Pointing dataset records -
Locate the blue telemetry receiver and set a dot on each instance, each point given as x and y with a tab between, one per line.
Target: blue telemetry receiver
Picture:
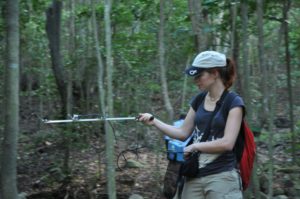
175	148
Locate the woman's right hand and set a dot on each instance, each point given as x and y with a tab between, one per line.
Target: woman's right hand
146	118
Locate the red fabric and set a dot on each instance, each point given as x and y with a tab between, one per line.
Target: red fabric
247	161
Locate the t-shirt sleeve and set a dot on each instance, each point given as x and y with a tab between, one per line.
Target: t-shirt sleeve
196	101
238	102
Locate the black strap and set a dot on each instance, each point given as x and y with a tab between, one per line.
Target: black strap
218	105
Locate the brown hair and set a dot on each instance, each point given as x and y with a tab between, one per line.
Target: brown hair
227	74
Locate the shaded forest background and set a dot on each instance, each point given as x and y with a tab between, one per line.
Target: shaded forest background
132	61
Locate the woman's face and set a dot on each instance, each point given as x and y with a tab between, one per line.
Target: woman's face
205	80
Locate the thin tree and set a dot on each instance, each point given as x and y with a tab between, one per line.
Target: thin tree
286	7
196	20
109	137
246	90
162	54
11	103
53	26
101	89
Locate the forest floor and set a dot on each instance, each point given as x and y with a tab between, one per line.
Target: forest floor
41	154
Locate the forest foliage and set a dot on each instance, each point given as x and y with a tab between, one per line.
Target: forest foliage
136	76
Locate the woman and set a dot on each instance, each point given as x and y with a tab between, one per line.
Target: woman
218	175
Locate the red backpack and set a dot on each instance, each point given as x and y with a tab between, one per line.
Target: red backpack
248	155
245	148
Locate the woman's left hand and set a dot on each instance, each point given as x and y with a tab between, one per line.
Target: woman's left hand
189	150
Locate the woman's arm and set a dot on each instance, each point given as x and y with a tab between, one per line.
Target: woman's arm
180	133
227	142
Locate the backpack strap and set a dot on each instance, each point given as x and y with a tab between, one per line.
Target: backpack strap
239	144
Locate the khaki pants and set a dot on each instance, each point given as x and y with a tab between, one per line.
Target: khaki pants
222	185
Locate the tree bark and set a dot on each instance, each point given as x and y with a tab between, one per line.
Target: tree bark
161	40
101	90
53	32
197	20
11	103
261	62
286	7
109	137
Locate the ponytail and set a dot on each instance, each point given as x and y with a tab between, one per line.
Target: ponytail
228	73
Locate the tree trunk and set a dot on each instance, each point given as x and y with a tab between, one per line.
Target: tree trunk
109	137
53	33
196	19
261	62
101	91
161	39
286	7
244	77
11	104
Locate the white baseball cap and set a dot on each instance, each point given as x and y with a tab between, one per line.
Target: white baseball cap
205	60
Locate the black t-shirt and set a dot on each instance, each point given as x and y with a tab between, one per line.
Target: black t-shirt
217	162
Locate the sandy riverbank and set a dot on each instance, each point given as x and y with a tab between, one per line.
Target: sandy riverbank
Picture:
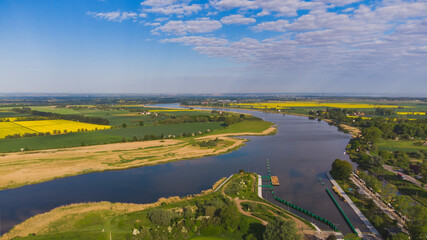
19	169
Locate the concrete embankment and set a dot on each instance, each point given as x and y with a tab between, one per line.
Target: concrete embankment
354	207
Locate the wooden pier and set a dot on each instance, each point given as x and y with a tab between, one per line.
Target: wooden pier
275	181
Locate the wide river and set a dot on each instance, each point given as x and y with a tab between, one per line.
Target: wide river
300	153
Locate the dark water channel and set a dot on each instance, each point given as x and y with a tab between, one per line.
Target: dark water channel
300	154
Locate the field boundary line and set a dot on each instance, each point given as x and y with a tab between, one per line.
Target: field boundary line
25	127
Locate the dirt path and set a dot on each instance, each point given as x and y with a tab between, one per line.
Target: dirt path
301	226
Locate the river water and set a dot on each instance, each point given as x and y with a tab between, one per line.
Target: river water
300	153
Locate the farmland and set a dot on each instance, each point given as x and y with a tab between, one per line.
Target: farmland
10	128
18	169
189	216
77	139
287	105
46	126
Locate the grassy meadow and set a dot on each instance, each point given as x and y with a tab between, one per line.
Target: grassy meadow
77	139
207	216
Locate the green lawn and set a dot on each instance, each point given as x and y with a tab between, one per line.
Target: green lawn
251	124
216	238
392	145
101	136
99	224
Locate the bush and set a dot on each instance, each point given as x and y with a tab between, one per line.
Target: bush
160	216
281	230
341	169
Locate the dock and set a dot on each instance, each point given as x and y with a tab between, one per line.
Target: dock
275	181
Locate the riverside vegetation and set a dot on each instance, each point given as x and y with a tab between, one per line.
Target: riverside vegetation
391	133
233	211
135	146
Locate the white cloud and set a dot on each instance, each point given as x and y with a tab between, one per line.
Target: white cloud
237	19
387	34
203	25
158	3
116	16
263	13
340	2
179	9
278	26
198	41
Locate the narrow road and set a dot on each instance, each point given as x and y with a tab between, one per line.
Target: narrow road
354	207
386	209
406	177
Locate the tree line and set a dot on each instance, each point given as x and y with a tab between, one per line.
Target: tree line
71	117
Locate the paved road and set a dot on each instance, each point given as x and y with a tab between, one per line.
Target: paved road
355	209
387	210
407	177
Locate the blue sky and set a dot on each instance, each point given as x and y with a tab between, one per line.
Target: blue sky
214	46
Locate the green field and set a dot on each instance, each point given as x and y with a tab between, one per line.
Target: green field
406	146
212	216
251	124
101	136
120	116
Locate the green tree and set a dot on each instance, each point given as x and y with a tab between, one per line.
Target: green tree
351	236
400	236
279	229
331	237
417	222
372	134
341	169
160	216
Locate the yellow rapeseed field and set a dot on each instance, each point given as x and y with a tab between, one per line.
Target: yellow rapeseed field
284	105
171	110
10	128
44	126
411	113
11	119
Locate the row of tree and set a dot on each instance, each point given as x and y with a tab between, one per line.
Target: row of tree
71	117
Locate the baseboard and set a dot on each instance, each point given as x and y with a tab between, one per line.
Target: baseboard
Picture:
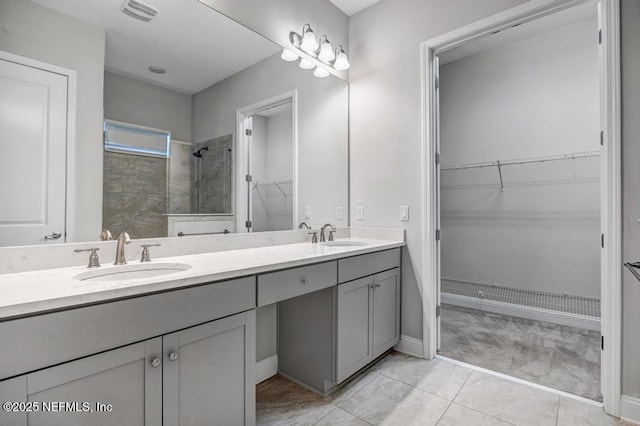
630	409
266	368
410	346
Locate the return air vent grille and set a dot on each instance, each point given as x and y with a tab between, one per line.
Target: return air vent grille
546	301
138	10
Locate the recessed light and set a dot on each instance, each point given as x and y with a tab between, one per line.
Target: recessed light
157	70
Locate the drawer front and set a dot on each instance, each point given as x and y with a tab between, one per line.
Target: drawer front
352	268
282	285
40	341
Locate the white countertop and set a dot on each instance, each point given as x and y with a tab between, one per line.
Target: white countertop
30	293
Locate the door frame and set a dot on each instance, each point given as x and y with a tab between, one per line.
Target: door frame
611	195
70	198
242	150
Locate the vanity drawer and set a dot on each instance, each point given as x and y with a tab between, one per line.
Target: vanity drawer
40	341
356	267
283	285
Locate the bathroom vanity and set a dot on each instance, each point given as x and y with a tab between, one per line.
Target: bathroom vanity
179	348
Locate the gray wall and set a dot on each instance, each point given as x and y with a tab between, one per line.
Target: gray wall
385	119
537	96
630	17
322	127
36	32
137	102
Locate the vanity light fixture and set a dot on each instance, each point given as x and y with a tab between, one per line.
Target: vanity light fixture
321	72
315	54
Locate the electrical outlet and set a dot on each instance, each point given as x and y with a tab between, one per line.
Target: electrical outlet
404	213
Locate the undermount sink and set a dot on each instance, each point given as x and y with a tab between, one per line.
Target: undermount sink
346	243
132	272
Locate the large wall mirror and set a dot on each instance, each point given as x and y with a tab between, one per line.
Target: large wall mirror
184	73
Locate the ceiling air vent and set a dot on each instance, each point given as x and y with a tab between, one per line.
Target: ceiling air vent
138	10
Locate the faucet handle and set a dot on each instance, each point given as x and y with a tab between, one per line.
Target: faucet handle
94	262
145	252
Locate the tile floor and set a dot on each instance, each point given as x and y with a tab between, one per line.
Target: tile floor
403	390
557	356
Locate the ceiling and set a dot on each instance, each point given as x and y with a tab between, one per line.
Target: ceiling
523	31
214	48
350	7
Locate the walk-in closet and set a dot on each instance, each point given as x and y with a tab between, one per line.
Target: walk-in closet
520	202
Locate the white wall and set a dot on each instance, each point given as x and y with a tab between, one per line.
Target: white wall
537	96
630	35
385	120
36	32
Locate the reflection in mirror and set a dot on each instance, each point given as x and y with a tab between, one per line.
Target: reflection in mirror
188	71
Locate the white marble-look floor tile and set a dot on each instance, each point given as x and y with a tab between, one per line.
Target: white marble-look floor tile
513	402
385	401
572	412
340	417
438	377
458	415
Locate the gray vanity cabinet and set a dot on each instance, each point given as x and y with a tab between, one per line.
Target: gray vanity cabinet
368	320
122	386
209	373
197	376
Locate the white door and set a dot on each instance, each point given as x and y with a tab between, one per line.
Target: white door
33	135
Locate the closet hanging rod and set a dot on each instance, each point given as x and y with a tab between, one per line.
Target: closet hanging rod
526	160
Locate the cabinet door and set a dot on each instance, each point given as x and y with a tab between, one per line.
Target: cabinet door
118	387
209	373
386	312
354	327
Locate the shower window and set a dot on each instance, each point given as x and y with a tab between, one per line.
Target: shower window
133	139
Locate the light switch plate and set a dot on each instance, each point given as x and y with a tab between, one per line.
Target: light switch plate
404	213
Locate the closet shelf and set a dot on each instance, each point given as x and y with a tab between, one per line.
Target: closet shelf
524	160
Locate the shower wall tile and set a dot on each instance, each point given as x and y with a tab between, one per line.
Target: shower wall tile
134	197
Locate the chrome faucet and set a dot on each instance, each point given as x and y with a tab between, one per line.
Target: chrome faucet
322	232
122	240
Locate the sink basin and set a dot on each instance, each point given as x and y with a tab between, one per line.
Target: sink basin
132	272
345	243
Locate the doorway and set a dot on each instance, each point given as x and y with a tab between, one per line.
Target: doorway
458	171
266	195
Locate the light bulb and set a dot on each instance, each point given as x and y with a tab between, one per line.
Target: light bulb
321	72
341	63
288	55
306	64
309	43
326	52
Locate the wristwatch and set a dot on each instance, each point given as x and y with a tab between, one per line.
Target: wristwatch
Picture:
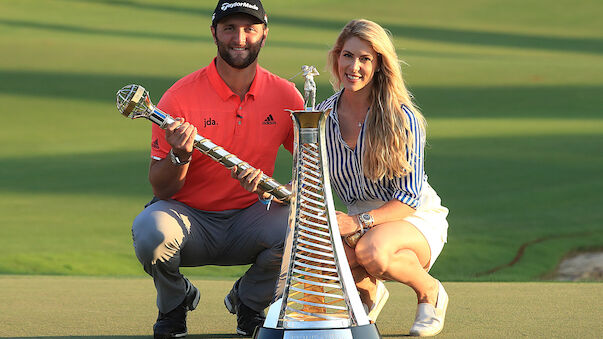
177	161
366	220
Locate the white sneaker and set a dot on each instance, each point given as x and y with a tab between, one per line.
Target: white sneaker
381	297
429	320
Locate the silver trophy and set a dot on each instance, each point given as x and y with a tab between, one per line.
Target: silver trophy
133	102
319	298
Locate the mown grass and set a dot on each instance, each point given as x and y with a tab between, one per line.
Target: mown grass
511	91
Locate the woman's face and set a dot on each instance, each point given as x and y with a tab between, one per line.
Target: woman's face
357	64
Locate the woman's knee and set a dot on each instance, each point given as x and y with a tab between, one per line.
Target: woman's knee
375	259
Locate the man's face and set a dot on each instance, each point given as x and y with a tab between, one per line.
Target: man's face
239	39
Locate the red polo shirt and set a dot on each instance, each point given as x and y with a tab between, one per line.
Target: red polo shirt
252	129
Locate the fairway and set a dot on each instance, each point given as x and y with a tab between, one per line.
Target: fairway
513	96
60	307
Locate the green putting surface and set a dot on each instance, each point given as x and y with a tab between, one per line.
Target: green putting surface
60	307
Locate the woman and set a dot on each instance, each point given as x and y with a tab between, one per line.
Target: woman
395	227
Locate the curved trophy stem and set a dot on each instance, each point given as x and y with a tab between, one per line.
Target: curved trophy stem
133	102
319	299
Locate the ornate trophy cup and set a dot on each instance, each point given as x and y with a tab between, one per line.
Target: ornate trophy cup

GIVEN REQUEST -
Every line from the line containing "Locate the man's" to the last line of the material above must be repeated exactly, and no other line.

TASK RESULT -
Locate the man's face and set a dot on each instance, each point given as x and y with a tab between, one per line.
Target: man's face
239	39
Locate the red polo shirt and set a dot on each instance, each point given as x and y with a tab between, one per line.
Target: red polo shirt
252	129
Locate the fairway and set a dot on each instance, each point given as x and y with a tab between, one per line.
Target: fairway
513	96
60	307
Locate the green putting surface and set a dot on each instance, each point given as x and y with a tab between, one per line.
Target: green putting surface
60	307
Locate the woman and set a dot on each instance, each point given as x and y with a tab between, one per line.
Target: woman
395	227
Locate the curved trophy stem and set a dot on each instance, each point given as x and y with a tab between, one per line.
Target: curved trophy stem
133	102
319	299
Locate the ornate trophy cup and set a dot on each instance, each point given as x and y with a tab between, one per line.
Target: ornate trophy cup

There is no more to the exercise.